Does that mean every coach, teacher, social worker, parent, church leader, and
therapist is plotting some sort of secret perversion and violence? Of course
not. What it does mean, though, is that perpetrators put themselves in
positions of trust over victims—and that we might not like that, but we’d
better accept it. And we’d better be prepared to do something about the
breaches of trust we see when they happen.
Lastly, we need to learn to communicate with each other. This
is direct reference to the admonishment to speak up from above, but it needs to
be repeated, and repeated, and repeated until it is so ingrained in our psyche
that it is second nature. Stop dismissing outrageousness. Stop thinking that
just because you know someone, and
because you think they’re a ‘good guy’
or a ‘good kid’ that they could not possibly
do something heinous. In other words? Get over yourself. Currently, the
community where I live has a group of professionals trying to ratify a Violent
Threat Risk Assessment agreement which, in a nutshell, would allow all human
services professionals to share information and make a help-plan about and for anyone
who is exhibiting what’s known in the field of violence to be ‘worrisome
behaviors’. The point of this initiative is twofold: first, and obviously, it
is to protect the person or persons at whom any threat or violence is directed.
Second, it is to intervene in the life of the threat maker, perhaps dismantle plans
of violence and ascertain support and help for that individual.

## What to do
1/ According to the passage, what is the first purpose of the Violent Threat Risk Assessment initiative?
2/ Rewrite the passage from "Does that mean" to "when they happen.", switching "trust" to "authority".

## Data supplied
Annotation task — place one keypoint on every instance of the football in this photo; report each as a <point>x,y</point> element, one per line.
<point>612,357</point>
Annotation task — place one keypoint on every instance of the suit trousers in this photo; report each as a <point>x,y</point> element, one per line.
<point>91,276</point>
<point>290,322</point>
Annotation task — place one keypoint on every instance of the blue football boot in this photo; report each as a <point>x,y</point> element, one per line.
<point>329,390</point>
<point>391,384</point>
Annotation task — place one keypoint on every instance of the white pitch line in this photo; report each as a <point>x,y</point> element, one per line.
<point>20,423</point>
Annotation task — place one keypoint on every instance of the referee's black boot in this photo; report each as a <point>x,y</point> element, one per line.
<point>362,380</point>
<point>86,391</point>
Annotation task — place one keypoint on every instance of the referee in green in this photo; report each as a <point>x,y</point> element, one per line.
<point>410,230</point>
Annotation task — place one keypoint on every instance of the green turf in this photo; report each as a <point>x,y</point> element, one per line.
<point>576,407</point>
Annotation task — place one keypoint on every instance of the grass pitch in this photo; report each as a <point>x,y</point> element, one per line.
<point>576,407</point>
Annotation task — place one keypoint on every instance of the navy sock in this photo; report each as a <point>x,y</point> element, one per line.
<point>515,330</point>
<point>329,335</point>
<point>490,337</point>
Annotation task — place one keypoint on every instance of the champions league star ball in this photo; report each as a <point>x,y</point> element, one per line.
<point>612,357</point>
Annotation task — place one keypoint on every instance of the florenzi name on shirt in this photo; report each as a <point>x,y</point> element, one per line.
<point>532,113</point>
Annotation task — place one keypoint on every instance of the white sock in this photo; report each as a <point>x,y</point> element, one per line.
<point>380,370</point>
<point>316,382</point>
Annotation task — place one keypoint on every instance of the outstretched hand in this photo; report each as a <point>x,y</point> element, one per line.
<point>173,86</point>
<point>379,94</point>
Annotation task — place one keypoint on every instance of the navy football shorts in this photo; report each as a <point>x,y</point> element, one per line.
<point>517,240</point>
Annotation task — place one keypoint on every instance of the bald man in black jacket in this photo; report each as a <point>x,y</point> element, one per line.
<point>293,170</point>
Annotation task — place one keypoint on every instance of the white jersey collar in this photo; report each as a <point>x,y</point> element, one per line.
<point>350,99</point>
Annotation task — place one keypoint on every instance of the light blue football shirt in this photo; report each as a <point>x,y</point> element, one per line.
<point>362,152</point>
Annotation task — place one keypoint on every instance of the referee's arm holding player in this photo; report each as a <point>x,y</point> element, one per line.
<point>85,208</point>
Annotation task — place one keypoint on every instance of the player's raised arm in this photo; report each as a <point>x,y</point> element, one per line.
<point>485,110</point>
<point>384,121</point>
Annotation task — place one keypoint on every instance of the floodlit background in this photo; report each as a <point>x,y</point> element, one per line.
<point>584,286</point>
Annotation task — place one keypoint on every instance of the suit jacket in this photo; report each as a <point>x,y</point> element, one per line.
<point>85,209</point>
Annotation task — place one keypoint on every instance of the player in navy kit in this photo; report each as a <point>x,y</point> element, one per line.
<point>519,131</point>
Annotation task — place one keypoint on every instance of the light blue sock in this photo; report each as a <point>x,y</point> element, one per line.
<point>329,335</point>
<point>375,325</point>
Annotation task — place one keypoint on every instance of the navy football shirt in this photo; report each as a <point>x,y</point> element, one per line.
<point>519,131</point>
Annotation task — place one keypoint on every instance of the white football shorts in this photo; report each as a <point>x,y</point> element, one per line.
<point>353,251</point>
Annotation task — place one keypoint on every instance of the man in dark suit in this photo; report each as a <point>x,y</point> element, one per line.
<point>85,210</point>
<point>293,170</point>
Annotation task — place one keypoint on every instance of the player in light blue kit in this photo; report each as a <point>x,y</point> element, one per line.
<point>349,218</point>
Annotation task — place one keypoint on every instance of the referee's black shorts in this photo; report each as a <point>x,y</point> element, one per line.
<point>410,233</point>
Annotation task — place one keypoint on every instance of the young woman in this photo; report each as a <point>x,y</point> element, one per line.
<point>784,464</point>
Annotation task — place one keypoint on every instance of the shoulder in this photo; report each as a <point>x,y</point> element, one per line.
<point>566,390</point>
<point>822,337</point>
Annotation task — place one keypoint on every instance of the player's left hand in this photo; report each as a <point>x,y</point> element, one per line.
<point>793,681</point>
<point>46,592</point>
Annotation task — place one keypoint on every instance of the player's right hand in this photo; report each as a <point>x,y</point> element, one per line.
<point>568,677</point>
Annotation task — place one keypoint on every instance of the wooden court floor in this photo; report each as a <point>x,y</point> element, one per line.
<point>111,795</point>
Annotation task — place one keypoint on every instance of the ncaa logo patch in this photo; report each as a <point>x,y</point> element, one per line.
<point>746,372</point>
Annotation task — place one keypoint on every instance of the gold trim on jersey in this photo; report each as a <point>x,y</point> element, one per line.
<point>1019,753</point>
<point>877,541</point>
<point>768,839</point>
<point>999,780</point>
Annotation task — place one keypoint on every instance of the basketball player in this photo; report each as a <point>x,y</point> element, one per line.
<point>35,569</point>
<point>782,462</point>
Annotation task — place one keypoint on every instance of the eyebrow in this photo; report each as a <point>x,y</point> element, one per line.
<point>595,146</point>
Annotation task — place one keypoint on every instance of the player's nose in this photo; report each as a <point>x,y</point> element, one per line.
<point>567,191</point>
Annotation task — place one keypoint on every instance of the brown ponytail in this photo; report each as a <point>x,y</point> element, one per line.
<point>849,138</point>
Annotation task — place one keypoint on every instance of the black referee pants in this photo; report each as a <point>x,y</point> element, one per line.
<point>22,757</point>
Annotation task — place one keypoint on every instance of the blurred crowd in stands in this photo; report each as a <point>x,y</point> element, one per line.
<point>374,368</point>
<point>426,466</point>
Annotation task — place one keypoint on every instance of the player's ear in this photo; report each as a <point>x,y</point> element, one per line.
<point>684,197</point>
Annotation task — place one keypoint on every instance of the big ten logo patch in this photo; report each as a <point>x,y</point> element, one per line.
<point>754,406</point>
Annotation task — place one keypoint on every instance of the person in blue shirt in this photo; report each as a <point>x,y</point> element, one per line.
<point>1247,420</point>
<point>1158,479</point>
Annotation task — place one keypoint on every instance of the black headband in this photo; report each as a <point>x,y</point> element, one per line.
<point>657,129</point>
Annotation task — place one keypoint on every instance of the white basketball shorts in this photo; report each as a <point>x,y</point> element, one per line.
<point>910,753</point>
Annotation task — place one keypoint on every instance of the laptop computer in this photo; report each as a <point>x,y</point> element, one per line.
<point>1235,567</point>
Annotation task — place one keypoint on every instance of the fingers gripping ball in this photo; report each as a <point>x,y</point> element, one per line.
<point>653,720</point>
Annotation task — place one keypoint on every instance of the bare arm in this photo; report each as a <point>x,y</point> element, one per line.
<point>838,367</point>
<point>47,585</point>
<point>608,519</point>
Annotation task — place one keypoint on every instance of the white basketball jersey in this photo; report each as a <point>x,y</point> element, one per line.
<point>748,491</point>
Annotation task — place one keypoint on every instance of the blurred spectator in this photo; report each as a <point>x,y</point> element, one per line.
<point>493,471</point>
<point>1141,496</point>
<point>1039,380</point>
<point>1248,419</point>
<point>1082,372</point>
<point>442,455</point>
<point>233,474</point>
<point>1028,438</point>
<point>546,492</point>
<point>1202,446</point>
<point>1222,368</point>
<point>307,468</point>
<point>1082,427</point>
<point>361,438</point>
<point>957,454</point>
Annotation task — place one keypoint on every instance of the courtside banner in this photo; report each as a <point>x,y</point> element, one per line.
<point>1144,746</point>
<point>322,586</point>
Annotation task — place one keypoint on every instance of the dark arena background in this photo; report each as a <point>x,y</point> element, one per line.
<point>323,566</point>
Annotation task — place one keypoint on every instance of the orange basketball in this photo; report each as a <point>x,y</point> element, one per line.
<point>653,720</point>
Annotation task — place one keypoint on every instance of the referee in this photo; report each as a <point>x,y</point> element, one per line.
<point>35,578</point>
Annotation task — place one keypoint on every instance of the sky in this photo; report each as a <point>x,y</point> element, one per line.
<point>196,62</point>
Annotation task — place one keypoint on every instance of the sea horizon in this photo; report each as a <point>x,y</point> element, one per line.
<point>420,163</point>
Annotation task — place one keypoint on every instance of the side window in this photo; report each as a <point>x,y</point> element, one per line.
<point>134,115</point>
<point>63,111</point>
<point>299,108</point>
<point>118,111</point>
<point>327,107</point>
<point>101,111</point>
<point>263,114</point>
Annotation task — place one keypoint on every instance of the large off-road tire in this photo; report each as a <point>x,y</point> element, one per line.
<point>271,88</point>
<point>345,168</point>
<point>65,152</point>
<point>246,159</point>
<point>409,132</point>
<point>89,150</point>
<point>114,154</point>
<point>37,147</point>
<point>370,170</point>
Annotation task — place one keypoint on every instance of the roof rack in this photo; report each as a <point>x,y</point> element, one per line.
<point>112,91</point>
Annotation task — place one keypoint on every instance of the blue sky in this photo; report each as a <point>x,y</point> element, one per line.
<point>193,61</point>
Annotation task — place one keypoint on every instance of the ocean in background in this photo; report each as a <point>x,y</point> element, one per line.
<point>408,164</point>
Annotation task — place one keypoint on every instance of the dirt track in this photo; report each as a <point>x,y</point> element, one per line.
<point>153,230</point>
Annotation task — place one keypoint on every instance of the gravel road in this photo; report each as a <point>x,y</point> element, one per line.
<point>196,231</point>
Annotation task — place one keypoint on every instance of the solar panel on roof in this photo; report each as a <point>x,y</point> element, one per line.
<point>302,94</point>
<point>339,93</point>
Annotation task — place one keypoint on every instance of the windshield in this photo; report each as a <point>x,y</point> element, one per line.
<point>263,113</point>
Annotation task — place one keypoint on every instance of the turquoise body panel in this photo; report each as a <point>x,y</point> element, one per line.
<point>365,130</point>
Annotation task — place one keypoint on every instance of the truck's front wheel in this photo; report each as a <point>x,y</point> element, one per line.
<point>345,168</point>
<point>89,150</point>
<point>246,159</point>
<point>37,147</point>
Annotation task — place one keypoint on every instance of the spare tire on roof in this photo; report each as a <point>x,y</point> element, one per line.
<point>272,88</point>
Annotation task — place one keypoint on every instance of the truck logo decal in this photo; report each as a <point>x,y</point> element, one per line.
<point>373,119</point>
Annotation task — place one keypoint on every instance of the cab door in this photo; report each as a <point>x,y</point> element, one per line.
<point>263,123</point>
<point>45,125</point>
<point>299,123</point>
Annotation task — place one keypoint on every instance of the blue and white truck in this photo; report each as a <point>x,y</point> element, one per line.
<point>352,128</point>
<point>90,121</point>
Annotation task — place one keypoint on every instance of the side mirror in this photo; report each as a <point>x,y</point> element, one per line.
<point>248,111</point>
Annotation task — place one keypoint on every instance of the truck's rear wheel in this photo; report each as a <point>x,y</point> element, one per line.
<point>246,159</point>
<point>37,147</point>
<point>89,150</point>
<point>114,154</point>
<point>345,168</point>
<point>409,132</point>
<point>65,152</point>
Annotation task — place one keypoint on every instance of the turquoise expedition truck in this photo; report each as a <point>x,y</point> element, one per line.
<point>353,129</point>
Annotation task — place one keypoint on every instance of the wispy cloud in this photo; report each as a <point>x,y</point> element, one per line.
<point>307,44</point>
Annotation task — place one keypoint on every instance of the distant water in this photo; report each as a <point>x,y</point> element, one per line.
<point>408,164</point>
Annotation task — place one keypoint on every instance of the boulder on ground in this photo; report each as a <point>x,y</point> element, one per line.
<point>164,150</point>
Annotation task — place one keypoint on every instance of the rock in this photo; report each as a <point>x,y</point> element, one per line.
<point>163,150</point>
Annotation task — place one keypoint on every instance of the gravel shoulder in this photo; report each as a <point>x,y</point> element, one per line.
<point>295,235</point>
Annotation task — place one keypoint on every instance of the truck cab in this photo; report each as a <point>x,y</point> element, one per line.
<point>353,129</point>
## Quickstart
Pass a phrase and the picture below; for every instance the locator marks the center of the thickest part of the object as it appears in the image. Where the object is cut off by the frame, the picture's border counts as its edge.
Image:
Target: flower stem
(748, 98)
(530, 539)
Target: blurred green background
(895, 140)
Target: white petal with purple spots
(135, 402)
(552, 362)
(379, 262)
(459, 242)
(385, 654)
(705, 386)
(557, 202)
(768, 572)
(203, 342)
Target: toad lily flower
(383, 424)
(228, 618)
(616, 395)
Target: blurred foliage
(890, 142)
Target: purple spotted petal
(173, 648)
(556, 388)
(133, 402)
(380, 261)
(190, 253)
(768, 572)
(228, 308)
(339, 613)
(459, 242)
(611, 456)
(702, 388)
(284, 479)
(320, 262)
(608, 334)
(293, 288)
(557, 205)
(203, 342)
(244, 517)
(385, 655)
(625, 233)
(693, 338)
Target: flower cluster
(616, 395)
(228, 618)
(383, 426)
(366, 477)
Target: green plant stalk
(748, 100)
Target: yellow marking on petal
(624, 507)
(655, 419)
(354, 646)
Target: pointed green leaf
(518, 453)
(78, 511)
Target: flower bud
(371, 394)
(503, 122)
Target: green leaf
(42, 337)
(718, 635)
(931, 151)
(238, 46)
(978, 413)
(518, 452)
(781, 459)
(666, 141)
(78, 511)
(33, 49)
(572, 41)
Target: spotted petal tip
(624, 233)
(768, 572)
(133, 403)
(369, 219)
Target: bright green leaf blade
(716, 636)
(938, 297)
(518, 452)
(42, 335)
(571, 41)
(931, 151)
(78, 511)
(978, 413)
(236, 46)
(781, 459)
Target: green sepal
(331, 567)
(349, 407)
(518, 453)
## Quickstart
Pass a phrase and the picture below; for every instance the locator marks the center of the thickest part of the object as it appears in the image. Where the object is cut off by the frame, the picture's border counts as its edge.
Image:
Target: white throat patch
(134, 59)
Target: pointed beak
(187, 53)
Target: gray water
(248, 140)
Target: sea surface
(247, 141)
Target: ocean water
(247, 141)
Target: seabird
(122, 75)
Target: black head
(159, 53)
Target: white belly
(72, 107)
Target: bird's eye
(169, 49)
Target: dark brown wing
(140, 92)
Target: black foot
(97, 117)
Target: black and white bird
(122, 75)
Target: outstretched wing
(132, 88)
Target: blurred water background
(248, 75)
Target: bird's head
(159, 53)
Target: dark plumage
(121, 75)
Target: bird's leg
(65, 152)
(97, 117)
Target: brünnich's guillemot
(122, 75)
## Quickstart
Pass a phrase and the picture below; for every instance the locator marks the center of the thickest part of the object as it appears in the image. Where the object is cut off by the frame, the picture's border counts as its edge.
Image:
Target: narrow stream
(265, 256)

## Solutions for each task
1/ It is to protect the person or persons at whom any threat or violence is directed.

2/
Does that mean every coach, teacher, social worker, parent, church leader, and
therapist is plotting some sort of secret perversion and violence? Of course
not. What it does mean, though, is that perpetrators put themselves in
positions of authority over victims—and that we might not like that, but we’d
better accept it. And we’d better be prepared to do something about the
breaches of authority we see when they happen.